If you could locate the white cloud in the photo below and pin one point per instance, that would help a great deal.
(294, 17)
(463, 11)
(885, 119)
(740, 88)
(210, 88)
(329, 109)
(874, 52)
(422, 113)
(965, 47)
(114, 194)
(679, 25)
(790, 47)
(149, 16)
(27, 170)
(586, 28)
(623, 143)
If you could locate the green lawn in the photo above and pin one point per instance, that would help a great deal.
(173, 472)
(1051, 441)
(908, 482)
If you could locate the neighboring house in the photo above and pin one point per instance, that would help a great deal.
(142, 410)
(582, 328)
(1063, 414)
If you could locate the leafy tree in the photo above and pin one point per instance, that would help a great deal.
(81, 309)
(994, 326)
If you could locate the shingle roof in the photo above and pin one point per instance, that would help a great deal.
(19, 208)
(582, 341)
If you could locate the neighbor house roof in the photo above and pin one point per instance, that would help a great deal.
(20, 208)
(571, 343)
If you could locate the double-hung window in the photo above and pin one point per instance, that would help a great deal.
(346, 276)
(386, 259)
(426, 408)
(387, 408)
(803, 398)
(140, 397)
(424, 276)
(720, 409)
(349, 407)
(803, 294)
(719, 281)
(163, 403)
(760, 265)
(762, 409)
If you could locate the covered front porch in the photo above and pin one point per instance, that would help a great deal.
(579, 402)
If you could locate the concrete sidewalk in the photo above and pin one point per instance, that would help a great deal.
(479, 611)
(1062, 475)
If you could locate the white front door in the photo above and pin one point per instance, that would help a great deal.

------------------------------------------------------------------------

Give all the entries again exactly; leave none out.

If you could locate the white cloud in the photo below and pin one point per instance, that would help a great deal.
(294, 17)
(463, 11)
(885, 119)
(740, 88)
(210, 88)
(329, 109)
(874, 52)
(422, 113)
(965, 47)
(114, 194)
(679, 25)
(790, 47)
(149, 16)
(27, 170)
(586, 28)
(623, 143)
If you could locate the green lawn in the photo above and pin one point per instance, that would help a great deal.
(173, 472)
(1051, 441)
(908, 482)
If you could locate the neighboring house in the photo above and pin one point per instance, that would help a great deal.
(142, 410)
(582, 328)
(1063, 414)
If you could locate the leafy tree in the photo above and pin one point per instance, that would help a great deal.
(81, 309)
(994, 326)
If you could locate the shingle roof in the photo above and pin one point per instance, that would help a great deal.
(19, 208)
(582, 341)
If you could locate the neighbor house roof in the photo above and pin one point per instance, that would help a great deal.
(20, 208)
(571, 343)
If you could locate the double-hung window in the photo above and pin one point per instance, that would help a great deal.
(346, 276)
(386, 259)
(426, 408)
(387, 408)
(803, 398)
(140, 397)
(424, 276)
(720, 409)
(349, 407)
(803, 294)
(719, 281)
(163, 403)
(760, 265)
(762, 409)
If you could locate the covered front porch in the photo above and pin one point per instance, that would help a great deal.
(579, 402)
If you could locate the concrete sidewalk in the photo above and pin one point per instance, that would help a great deal.
(479, 611)
(1062, 475)
If you could locate the white front door in the photo above and pin one point per instance, that would help a great deal.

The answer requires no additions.